INFORMATION SHOWN:
Begin
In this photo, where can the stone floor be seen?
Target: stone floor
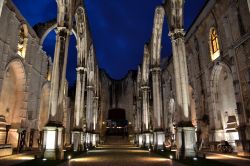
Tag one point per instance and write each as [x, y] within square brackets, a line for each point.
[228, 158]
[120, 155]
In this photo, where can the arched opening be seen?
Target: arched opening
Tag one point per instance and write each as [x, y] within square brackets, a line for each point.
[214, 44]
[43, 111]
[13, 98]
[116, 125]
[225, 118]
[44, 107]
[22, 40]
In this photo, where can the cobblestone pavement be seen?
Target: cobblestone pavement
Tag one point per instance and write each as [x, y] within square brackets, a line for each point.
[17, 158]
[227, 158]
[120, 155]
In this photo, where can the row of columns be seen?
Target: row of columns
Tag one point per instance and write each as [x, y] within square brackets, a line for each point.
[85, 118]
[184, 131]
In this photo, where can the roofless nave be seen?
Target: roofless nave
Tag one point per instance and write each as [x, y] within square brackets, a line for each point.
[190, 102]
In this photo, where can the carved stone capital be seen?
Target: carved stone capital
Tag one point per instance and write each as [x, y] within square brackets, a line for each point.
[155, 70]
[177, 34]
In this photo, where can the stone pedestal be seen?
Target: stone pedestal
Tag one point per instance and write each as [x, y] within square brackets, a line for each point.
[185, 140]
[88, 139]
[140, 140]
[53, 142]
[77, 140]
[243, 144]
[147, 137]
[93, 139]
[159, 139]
End
Begin
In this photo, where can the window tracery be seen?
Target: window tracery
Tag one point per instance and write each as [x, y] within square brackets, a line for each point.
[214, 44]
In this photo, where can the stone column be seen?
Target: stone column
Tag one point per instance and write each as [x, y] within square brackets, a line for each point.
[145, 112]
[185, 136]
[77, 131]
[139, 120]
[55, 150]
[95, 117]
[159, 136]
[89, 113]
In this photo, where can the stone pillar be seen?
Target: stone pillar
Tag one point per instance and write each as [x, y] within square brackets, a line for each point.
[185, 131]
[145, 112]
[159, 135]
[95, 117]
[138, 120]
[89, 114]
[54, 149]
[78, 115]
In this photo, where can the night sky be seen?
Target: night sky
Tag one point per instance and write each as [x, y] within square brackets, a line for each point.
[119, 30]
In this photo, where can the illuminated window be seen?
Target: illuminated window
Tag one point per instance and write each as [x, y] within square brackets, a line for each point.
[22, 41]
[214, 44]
End
Begin
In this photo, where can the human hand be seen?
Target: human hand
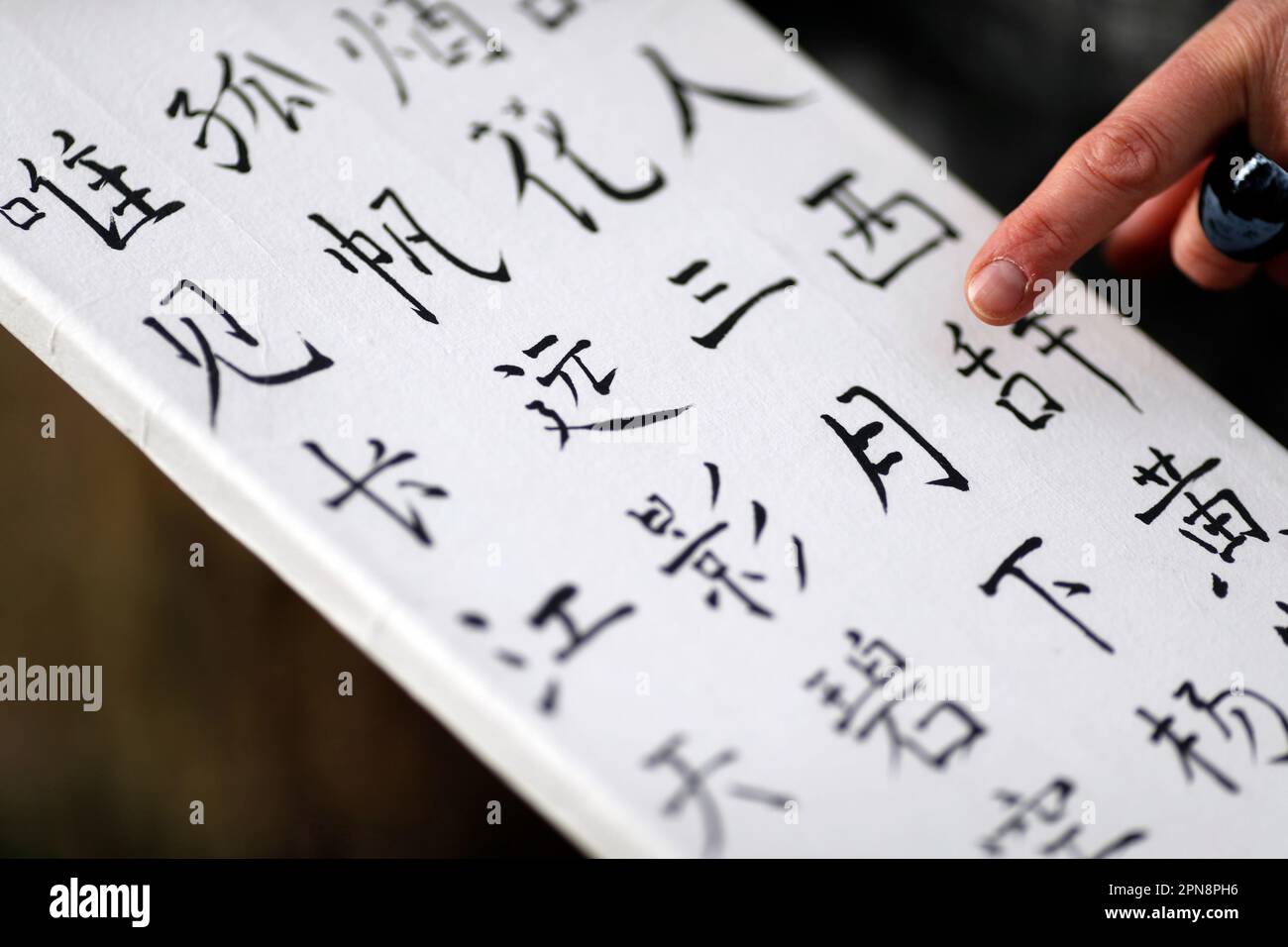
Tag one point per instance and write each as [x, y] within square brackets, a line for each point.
End
AIM: Pull out every line in the items above that contains the word "night", treating uppercase and lowercase as different.

EXERCISE SOLUTION:
In this photo, where can the night sky be seen?
Target: night sky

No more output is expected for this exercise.